Work to be completed: Output exactly the lines below, starting with the line that has "of the rocky" and going on through the line that has "of the directional", both included, and no other lines.

─── Recorded information ───

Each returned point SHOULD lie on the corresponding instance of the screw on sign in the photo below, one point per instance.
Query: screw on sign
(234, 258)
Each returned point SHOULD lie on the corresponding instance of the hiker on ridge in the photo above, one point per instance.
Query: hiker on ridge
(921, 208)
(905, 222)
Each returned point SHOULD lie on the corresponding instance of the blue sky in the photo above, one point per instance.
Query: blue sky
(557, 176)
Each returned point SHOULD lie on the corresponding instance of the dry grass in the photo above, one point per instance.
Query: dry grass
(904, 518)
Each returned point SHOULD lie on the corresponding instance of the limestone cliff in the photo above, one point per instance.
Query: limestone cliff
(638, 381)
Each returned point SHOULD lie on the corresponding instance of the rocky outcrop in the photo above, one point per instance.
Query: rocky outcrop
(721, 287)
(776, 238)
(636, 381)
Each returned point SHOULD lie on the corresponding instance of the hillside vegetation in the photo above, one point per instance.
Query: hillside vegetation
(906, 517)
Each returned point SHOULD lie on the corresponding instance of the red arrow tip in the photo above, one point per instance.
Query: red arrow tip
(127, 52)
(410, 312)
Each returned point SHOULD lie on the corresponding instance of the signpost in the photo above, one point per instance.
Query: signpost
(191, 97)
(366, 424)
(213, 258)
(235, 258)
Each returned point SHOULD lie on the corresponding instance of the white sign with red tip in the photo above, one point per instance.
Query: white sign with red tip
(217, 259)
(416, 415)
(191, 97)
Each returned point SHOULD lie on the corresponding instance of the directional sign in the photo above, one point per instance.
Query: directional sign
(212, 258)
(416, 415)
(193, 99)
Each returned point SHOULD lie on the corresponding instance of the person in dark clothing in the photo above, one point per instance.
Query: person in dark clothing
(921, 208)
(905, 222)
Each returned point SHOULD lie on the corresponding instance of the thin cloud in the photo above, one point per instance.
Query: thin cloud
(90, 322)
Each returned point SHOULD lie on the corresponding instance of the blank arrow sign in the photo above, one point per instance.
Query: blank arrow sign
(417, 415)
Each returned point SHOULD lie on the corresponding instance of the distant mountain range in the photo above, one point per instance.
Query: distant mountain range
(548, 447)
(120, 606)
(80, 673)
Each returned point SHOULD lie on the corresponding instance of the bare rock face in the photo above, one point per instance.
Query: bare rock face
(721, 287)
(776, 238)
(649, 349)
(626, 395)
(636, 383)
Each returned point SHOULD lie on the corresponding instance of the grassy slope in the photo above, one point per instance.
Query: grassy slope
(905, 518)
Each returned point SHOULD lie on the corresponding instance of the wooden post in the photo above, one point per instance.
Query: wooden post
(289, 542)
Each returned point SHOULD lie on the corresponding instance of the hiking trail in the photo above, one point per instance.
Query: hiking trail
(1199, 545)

───

Response:
Each returned point SHOULD lie on the corresponding instance of the rocky outcrop in the photo above, one point per instance.
Query: rocky outcrop
(721, 287)
(776, 238)
(636, 381)
Each returned point SHOULD lie on the corresponding instance of the hillside vegetation in the photo above, one point per instance.
Query: hillside vegetation
(906, 517)
Each returned point SHOULD lie on the corresponding instance of the red arrow tip in the photo above, one point per instance.
Query: red arrow tip
(127, 52)
(410, 312)
Each returned point SHOULD lie on the corresponding instance of the signpost in the photo above, one point per instance.
Query: signpost
(191, 97)
(366, 424)
(213, 258)
(235, 258)
Each returned point SHOULD lie on the corresponding instance of the white sign with red tip in the photo above, one point per instance.
Query: white sign with red tip
(217, 259)
(416, 415)
(191, 97)
Each returned point SHOULD lie on the corresponding instance of the directional sign in the photo above, one point per instance.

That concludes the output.